Coordinate labeling records:

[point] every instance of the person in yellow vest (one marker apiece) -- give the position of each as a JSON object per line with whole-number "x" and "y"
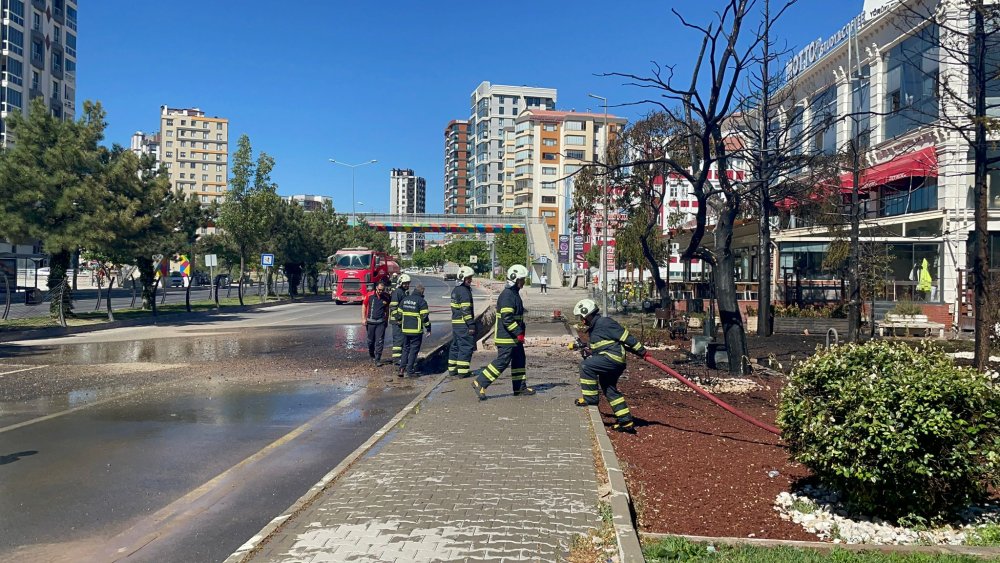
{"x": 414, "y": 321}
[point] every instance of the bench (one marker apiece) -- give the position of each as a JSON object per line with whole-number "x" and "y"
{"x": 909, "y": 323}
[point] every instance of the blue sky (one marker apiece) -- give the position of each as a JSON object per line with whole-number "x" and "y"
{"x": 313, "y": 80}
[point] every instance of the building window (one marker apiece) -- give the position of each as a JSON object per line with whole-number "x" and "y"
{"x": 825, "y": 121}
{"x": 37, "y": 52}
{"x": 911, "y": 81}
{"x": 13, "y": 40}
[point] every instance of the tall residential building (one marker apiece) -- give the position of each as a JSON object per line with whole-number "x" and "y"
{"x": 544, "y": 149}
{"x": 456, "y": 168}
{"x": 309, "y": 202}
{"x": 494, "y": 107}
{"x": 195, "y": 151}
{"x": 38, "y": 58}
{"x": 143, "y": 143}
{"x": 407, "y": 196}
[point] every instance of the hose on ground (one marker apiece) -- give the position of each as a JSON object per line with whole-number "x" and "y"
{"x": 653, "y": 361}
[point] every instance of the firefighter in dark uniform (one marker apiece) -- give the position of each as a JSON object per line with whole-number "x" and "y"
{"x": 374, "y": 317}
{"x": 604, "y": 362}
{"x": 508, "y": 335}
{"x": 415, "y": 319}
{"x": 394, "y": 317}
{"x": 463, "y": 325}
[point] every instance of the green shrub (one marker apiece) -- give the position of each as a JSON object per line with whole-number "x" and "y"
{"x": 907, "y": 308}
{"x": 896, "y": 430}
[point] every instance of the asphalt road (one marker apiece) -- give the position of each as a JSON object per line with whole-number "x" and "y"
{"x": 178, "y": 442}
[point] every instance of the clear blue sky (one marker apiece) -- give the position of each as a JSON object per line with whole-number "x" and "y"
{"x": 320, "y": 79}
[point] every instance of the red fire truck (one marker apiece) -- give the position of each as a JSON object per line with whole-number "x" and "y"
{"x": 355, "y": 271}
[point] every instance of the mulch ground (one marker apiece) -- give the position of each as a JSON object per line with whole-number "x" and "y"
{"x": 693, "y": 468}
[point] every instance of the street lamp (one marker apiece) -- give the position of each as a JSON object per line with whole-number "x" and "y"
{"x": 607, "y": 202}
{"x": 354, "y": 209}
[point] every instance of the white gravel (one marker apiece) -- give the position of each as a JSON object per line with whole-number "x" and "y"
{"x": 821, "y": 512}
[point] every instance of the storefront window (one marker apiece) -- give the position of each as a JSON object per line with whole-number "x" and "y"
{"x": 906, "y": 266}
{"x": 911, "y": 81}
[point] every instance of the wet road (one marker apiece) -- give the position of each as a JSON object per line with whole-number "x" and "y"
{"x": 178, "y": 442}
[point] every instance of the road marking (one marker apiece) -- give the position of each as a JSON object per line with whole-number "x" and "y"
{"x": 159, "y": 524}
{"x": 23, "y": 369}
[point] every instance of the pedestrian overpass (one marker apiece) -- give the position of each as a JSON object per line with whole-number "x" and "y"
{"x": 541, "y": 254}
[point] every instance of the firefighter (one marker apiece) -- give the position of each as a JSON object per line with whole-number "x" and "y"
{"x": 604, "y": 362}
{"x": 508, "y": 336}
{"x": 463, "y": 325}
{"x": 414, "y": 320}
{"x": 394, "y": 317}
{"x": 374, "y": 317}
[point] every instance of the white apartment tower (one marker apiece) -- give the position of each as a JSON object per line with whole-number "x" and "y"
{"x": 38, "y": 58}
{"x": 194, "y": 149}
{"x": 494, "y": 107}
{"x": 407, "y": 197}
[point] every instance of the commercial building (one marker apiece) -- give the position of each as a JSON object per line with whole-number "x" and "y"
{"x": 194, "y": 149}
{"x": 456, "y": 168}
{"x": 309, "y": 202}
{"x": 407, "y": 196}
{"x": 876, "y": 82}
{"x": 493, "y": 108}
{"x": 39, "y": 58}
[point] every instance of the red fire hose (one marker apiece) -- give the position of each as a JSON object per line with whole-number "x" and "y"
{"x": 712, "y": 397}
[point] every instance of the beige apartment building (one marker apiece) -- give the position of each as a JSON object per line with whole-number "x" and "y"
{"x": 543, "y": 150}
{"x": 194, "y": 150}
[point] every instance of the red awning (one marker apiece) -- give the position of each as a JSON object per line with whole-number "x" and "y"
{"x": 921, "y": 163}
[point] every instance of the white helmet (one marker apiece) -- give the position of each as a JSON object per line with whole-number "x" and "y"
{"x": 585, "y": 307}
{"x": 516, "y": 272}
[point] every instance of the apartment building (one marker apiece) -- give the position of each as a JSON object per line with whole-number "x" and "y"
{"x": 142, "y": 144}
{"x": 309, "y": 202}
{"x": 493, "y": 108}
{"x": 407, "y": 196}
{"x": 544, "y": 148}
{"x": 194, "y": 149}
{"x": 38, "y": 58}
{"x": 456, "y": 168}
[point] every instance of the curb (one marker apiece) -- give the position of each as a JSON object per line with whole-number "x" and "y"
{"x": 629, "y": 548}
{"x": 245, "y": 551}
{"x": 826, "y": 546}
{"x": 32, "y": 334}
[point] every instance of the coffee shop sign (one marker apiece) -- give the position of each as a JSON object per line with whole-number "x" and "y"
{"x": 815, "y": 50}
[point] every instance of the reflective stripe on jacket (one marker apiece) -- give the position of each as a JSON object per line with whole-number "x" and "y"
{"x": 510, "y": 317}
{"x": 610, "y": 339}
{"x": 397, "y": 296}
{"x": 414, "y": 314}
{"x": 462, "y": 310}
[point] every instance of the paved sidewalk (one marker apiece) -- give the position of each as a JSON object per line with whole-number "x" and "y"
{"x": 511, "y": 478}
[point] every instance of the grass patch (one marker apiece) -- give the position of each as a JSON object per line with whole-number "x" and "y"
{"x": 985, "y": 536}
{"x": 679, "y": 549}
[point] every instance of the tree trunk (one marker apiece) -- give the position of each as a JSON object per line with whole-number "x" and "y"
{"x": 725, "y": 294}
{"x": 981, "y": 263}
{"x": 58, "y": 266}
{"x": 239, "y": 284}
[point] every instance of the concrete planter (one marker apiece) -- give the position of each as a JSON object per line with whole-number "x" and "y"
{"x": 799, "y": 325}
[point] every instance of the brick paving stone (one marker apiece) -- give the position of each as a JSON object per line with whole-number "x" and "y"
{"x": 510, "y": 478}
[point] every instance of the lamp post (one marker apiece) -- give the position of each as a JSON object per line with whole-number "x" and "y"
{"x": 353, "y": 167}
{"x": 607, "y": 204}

* * *

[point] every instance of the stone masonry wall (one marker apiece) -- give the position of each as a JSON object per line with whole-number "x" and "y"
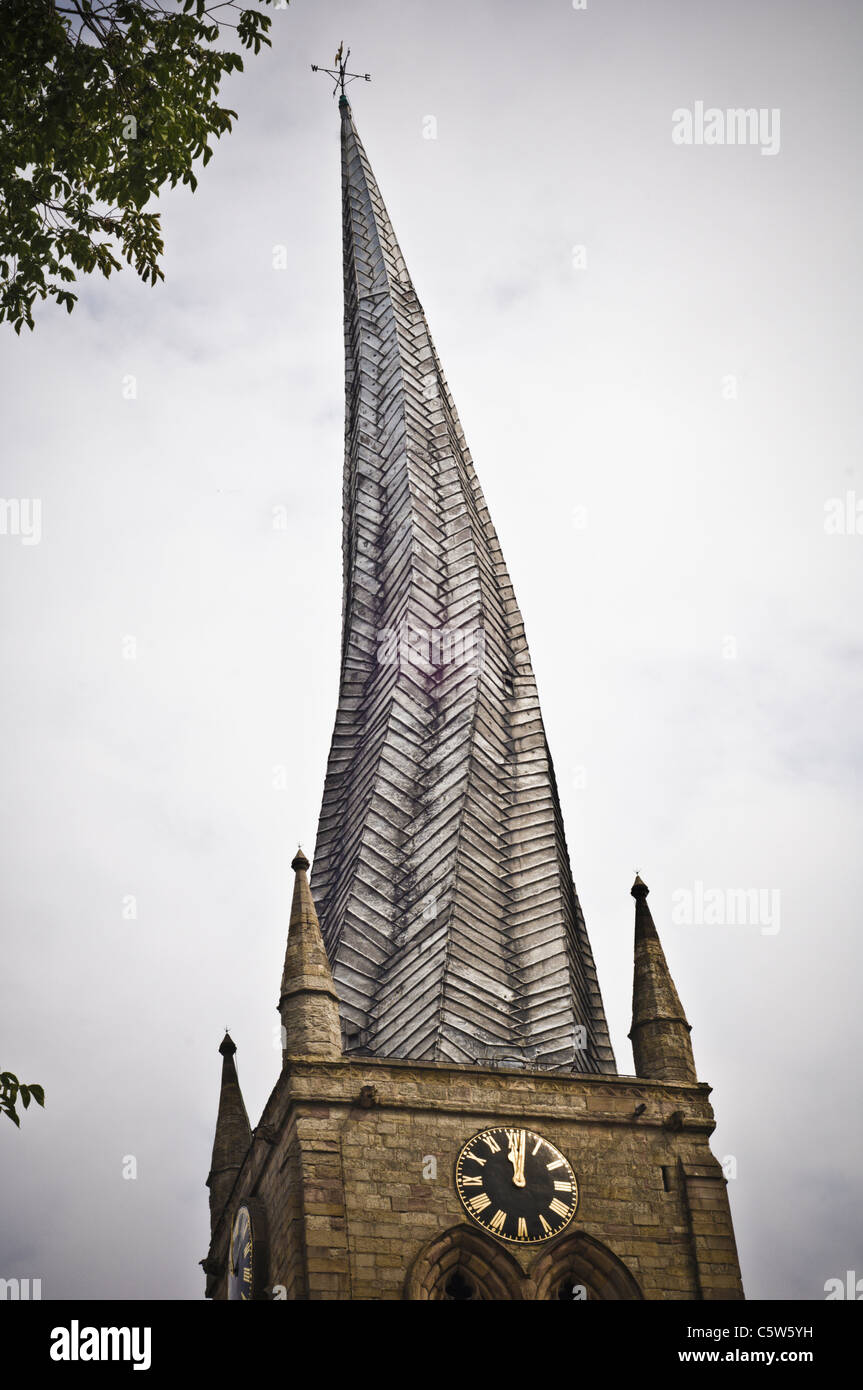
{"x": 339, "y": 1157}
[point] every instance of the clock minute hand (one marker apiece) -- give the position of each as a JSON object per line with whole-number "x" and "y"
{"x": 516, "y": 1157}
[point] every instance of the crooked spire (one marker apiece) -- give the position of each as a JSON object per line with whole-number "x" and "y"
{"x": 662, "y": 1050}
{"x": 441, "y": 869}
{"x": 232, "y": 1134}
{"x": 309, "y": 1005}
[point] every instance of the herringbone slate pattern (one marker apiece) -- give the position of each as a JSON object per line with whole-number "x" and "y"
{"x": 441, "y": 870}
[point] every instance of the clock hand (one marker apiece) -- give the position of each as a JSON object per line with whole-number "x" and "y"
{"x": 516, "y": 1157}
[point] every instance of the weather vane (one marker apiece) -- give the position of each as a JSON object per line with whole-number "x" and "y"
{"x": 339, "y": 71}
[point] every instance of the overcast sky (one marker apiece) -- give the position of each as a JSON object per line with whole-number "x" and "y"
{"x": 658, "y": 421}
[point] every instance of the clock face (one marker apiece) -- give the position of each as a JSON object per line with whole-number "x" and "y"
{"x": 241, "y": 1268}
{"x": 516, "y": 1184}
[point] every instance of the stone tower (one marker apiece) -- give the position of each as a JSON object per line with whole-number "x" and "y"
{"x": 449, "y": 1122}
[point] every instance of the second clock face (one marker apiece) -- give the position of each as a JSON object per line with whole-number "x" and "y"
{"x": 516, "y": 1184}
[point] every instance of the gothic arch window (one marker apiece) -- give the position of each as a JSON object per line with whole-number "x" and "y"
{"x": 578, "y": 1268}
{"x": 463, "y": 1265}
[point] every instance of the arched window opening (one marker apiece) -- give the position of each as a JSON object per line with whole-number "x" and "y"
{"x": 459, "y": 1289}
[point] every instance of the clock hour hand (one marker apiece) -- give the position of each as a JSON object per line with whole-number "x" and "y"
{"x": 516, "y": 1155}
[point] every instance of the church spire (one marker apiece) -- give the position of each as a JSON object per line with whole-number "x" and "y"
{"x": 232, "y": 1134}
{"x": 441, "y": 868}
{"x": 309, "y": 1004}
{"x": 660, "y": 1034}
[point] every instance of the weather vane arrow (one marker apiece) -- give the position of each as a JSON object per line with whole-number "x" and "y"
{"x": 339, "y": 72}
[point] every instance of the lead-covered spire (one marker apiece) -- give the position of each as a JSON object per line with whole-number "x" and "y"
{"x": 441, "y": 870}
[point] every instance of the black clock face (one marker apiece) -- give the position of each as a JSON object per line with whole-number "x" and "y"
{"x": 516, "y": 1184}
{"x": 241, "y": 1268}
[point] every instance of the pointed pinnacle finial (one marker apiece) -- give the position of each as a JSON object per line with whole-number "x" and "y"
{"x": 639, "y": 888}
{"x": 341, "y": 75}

Requirements >> Locate every line in the records that contains the word "spire", and copy each of those lines in full.

Output for this task >>
[point] every instance of the crooked spire (one marker apiece) -- give the position of each as a JSON object per line with whole-number "x" and "y"
[point] every instance of the church spire (one marker apiece) -- give the position of each as a JSON object per line with whole-number "x" and "y"
[point] every instance of the lead-covered spire (one marker apiece) -- give the position of each as a JSON object per line with whole-number "x" and "y"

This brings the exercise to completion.